**Task details:** Copy the passage of the peanut allergy article word for word, starting with "Part of the" and going on through "Health by email.".

**Document excerpt:**
* * * * *

Study challenges high rate of peanut allergies
Peanut allergies may be less common than previously believed, according to a new study based on allergy diagnoses in England.
However, the study also found that while the proportion of the population that’s affected by peanut allergies - that is, the prevalence - is small, it has grown over time.
In recent years, parents and researchers alike have become more concerned about peanut allergies. Previous studies have shown that in some parts of the world, as many as two out of every 100 kids might have peanut allergies. The current study, however, found rates only a tenth of that, even in age groups most likely to have allergies.
Part of the difference between this study and previous ones may be in the way rates of allergy were calculated.
“Overall, the ‘true’ prevalence of peanut allergy is likely to lie somewhere between these various estimates,” Dr. Aziz Sheikh, one of the paper’s authors from the University of Edinburgh in Scotland, told Reuters Health by email.
For their calculations, Sheikh and his colleagues analyzed information from a database of all diagnoses by general practitioners in England between 2001 and 2005. The database included more than 400 practices treating almost 3 million patients.
On average, among kids under 15, one or two out of every 1,000 had received a diagnosis of peanut allergy at some point. The highest rates were in boys ages 5 to 9.
In the entire study population, including adults, about two out of every 4,000 people had a peanut allergy recorded by a general practitioner in 2005 - a doubling of the allergy prevalence in 2001, when it was about one in every 4,000 people.
By the end of the study, there were about 26,000 cases of diagnosed peanut allergy among all practices according to the findings, which are published in The Journal of Allergy and Clinical Immunology.
It’s possible that the figures underestimate the true prevalence of peanut allergies, the authors write, because some allergies are never recorded by a general practitioner.
Dr. Ruchi Gupta, a pediatrician at Northwestern University’s Feinberg School of Medicine in Chicago, agrees with that assessment.

* * * * *

**Study material:**
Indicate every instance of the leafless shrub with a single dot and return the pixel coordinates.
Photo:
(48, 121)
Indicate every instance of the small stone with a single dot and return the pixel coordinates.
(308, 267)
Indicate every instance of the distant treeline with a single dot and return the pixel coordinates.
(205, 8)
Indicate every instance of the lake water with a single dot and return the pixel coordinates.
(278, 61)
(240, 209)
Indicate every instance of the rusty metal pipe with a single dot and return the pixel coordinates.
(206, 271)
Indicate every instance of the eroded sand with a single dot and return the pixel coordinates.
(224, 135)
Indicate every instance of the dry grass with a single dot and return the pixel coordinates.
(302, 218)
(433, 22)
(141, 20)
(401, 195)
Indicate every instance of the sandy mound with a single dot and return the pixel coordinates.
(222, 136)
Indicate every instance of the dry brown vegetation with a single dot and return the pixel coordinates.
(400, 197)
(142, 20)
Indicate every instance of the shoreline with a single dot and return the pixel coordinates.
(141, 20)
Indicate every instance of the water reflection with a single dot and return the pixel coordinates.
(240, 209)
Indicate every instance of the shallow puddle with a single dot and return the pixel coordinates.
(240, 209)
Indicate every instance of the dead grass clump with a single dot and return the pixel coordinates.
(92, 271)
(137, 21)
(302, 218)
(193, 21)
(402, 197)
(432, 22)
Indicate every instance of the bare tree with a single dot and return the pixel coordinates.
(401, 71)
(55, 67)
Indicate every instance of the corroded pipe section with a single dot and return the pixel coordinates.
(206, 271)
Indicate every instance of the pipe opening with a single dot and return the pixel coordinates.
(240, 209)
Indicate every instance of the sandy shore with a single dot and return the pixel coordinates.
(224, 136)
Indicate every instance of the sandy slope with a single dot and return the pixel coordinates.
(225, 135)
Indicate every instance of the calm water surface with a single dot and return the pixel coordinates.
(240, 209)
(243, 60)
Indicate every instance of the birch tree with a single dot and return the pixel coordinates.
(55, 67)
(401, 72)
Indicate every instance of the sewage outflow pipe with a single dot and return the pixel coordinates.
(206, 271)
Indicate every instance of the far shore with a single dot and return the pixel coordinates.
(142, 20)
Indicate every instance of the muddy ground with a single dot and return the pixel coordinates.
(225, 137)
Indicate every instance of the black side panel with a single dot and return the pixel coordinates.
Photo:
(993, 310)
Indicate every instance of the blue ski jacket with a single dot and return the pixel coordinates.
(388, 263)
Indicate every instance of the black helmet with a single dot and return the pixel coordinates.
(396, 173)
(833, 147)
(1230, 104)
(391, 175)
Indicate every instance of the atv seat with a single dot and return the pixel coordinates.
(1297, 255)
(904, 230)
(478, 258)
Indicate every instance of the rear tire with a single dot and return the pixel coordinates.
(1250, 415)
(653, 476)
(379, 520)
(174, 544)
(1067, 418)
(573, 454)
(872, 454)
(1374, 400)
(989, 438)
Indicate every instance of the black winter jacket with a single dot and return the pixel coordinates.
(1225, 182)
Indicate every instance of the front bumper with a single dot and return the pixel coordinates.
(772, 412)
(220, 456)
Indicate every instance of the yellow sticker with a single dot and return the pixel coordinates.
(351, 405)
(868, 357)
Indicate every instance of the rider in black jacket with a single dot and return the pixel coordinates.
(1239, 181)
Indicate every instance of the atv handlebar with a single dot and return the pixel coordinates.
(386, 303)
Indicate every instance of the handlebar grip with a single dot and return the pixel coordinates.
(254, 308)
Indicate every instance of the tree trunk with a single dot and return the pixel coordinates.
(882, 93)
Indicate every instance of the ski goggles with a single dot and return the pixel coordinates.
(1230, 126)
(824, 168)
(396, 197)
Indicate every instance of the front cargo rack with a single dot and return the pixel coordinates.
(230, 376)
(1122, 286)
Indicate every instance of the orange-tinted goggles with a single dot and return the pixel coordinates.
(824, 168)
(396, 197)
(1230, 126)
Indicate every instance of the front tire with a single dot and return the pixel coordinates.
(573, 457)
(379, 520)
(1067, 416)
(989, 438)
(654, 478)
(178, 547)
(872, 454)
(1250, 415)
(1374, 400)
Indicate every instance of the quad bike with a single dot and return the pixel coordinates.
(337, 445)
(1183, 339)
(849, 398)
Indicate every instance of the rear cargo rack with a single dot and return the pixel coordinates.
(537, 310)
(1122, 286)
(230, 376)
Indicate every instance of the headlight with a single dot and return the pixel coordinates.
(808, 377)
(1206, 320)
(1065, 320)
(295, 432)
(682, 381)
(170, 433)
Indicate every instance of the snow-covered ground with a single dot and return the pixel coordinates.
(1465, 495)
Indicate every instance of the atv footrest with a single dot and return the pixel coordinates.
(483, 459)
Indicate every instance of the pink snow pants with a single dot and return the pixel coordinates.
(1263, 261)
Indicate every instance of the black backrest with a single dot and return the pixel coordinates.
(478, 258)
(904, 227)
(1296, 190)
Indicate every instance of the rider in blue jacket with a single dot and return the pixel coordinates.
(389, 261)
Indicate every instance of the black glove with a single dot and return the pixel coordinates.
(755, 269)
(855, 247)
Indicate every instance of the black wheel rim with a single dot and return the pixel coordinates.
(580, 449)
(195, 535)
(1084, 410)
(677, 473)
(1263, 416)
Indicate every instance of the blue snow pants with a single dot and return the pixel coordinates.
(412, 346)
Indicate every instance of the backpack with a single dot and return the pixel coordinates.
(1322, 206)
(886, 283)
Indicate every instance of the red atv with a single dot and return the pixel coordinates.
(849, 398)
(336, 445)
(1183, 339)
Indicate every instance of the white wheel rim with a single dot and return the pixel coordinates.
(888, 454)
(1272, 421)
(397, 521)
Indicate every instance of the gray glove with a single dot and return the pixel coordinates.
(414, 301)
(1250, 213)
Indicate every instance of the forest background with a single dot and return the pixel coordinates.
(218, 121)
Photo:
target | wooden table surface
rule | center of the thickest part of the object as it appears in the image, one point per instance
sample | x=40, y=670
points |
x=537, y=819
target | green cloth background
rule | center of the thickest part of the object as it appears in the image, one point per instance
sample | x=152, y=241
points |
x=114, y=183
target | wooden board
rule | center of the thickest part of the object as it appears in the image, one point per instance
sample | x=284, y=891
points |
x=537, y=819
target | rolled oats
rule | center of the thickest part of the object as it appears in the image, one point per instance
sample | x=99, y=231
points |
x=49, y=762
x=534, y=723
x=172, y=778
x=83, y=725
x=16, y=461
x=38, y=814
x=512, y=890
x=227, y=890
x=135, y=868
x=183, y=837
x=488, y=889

* * * * *

**Problem solution:**
Part of the difference between this study and previous ones may be in the way rates of allergy were calculated.
“Overall, the ‘true’ prevalence of peanut allergy is likely to lie somewhere between these various estimates,” Dr. Aziz Sheikh, one of the paper’s authors from the University of Edinburgh in Scotland, told Reuters Health by email.